• **Required task**:
Duplicate the lines below, starting with the line that contains "Exercise. Locate the wooden bench" and going on through the line that contains "(1218, 435)", both included.

++++++

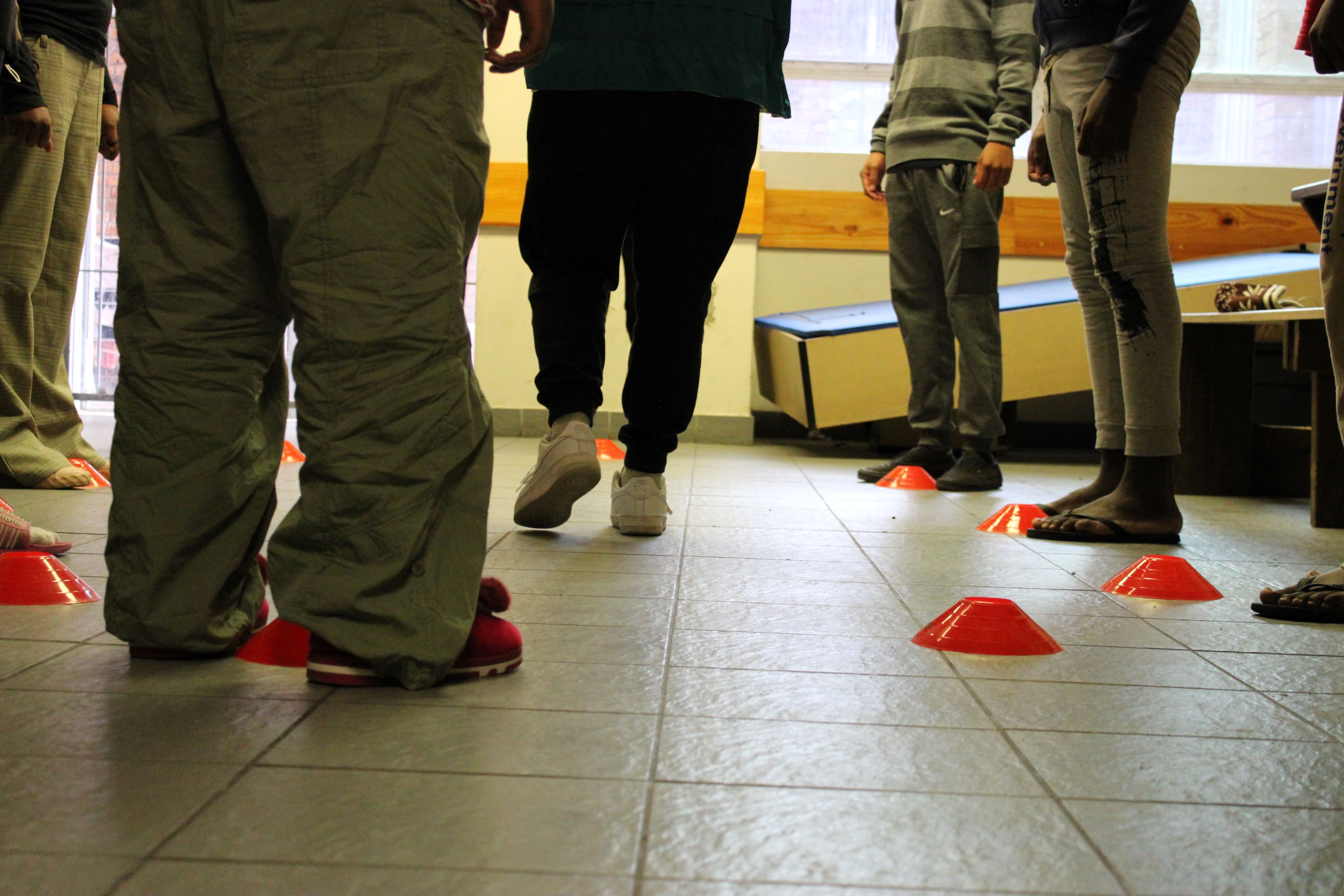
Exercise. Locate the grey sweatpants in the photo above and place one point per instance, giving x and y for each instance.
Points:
(944, 237)
(1115, 215)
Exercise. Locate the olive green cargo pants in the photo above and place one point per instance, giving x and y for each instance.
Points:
(326, 163)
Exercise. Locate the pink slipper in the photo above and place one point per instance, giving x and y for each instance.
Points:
(17, 535)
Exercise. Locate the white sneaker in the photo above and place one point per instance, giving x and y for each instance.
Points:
(640, 507)
(566, 470)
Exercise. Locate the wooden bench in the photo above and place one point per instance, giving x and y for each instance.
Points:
(1218, 435)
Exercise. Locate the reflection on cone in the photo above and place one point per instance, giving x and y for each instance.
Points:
(37, 579)
(994, 626)
(100, 481)
(1012, 519)
(609, 450)
(1162, 578)
(909, 477)
(280, 644)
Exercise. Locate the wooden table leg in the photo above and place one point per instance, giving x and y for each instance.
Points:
(1327, 454)
(1217, 431)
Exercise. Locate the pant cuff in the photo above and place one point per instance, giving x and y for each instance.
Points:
(1156, 441)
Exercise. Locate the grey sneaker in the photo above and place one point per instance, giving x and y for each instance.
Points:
(975, 472)
(566, 470)
(935, 460)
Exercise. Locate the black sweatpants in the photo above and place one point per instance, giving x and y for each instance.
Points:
(672, 170)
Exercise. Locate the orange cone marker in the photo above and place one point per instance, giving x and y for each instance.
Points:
(1162, 578)
(280, 644)
(992, 626)
(609, 450)
(909, 477)
(1012, 519)
(100, 481)
(37, 579)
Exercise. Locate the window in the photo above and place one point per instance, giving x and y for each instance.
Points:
(1254, 99)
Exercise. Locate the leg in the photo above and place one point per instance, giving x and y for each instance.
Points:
(53, 406)
(202, 397)
(1094, 306)
(1127, 211)
(685, 222)
(574, 221)
(362, 129)
(969, 244)
(918, 293)
(30, 181)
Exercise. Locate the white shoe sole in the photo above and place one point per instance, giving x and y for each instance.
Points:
(640, 524)
(549, 503)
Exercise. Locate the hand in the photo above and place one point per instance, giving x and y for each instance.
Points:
(1039, 168)
(31, 127)
(111, 144)
(994, 170)
(871, 175)
(1108, 121)
(535, 19)
(1327, 38)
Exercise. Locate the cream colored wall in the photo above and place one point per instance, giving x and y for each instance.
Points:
(504, 359)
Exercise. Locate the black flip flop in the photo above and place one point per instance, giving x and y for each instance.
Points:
(1303, 614)
(1119, 535)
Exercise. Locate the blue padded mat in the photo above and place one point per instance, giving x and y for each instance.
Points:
(858, 319)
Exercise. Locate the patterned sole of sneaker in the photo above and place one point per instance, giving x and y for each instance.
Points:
(640, 524)
(550, 503)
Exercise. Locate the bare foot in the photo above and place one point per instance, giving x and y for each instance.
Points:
(1136, 515)
(69, 477)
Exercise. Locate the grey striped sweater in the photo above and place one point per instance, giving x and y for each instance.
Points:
(963, 78)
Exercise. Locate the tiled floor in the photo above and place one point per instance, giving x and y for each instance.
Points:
(730, 710)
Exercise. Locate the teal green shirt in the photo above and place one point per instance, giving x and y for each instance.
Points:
(730, 49)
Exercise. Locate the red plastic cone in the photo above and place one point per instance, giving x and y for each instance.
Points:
(992, 626)
(280, 644)
(1162, 578)
(100, 481)
(909, 477)
(1012, 519)
(609, 450)
(37, 579)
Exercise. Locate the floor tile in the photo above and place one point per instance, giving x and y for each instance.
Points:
(767, 590)
(1142, 711)
(806, 754)
(912, 840)
(95, 806)
(1264, 636)
(1101, 665)
(461, 739)
(804, 696)
(486, 823)
(1206, 851)
(806, 653)
(718, 616)
(42, 875)
(577, 687)
(72, 622)
(1283, 672)
(17, 656)
(1206, 770)
(109, 669)
(205, 879)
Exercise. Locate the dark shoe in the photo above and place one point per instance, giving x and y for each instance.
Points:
(975, 472)
(935, 460)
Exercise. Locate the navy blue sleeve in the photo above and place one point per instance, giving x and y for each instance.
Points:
(1140, 39)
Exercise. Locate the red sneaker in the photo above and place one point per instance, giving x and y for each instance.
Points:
(495, 646)
(258, 624)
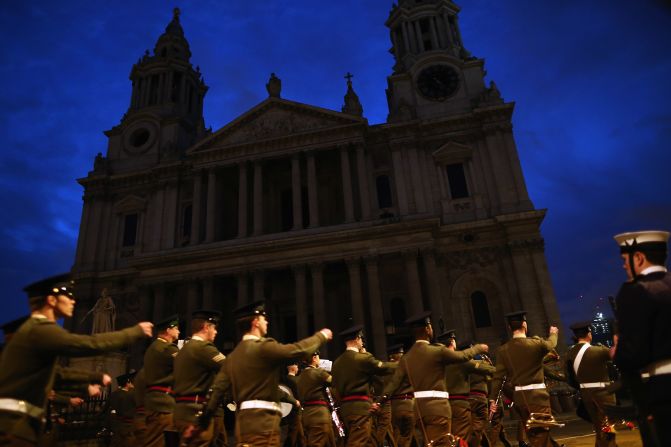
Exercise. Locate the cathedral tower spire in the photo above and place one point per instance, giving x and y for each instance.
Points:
(165, 115)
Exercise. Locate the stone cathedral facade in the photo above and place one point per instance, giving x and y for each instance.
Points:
(333, 221)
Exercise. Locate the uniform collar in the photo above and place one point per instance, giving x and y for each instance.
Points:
(653, 269)
(250, 337)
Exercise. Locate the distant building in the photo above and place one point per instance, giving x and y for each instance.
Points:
(602, 329)
(330, 219)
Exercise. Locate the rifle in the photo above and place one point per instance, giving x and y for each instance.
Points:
(340, 428)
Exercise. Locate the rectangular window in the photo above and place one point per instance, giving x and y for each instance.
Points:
(457, 180)
(129, 230)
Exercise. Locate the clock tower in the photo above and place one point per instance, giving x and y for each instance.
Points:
(434, 75)
(165, 115)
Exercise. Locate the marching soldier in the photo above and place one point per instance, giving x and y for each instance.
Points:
(423, 369)
(520, 360)
(159, 367)
(194, 370)
(28, 362)
(292, 422)
(643, 349)
(587, 370)
(252, 374)
(316, 417)
(402, 405)
(352, 375)
(122, 411)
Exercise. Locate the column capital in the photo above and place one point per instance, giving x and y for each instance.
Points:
(409, 253)
(353, 261)
(316, 266)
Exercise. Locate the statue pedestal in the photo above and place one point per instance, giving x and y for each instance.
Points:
(112, 363)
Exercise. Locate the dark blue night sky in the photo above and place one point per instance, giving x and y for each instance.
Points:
(591, 81)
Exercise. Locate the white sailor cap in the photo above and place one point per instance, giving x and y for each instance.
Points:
(642, 240)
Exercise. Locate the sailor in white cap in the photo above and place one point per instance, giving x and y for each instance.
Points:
(643, 347)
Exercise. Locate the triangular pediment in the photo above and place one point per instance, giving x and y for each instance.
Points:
(452, 152)
(276, 118)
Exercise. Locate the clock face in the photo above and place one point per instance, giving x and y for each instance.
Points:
(139, 137)
(438, 82)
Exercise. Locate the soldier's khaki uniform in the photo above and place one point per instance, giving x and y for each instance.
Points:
(159, 401)
(478, 393)
(122, 413)
(139, 420)
(194, 370)
(352, 374)
(521, 361)
(458, 385)
(591, 379)
(316, 414)
(253, 370)
(423, 367)
(27, 371)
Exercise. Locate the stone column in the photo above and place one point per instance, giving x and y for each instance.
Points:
(211, 206)
(243, 294)
(258, 198)
(296, 192)
(415, 303)
(528, 290)
(195, 207)
(159, 303)
(420, 41)
(209, 301)
(416, 178)
(363, 182)
(434, 34)
(192, 297)
(242, 200)
(346, 184)
(354, 274)
(319, 305)
(312, 190)
(258, 285)
(375, 298)
(399, 179)
(301, 301)
(432, 281)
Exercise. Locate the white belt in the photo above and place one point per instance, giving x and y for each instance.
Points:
(21, 406)
(594, 385)
(533, 386)
(657, 369)
(432, 393)
(262, 404)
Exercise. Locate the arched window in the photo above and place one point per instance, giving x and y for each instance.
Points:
(480, 309)
(397, 307)
(383, 191)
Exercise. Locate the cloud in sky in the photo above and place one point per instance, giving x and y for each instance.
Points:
(590, 81)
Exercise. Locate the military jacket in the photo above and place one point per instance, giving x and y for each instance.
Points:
(352, 376)
(423, 367)
(593, 366)
(520, 360)
(642, 310)
(311, 385)
(158, 365)
(28, 364)
(195, 368)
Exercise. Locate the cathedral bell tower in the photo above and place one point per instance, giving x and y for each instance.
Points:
(165, 115)
(434, 75)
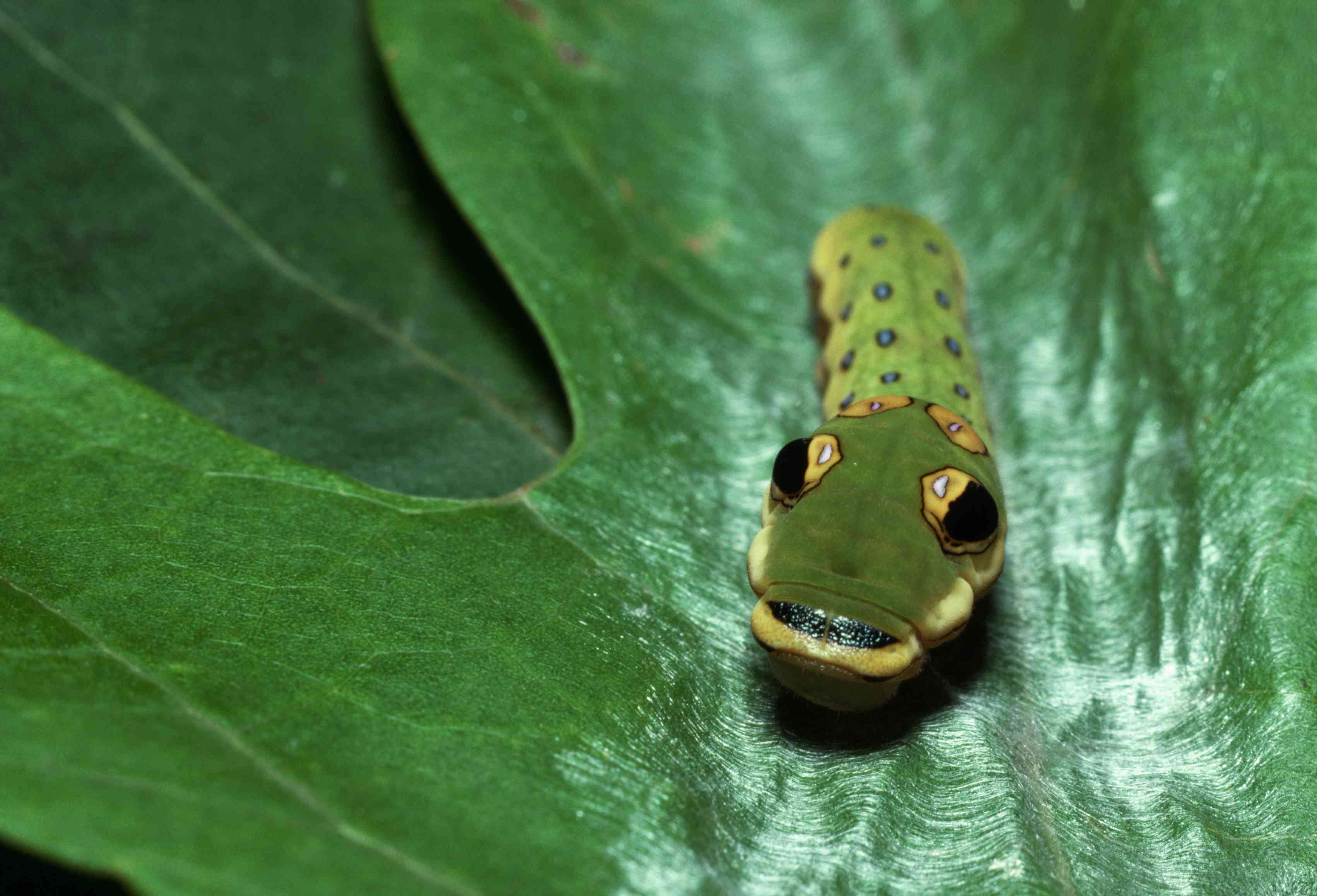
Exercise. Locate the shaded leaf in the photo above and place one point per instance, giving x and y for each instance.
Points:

++++++

• **Finished exercise**:
Exercise. Locate the wooden bench in the photo above and place one point per instance, giving x and y for each instance.
Points:
(1218, 435)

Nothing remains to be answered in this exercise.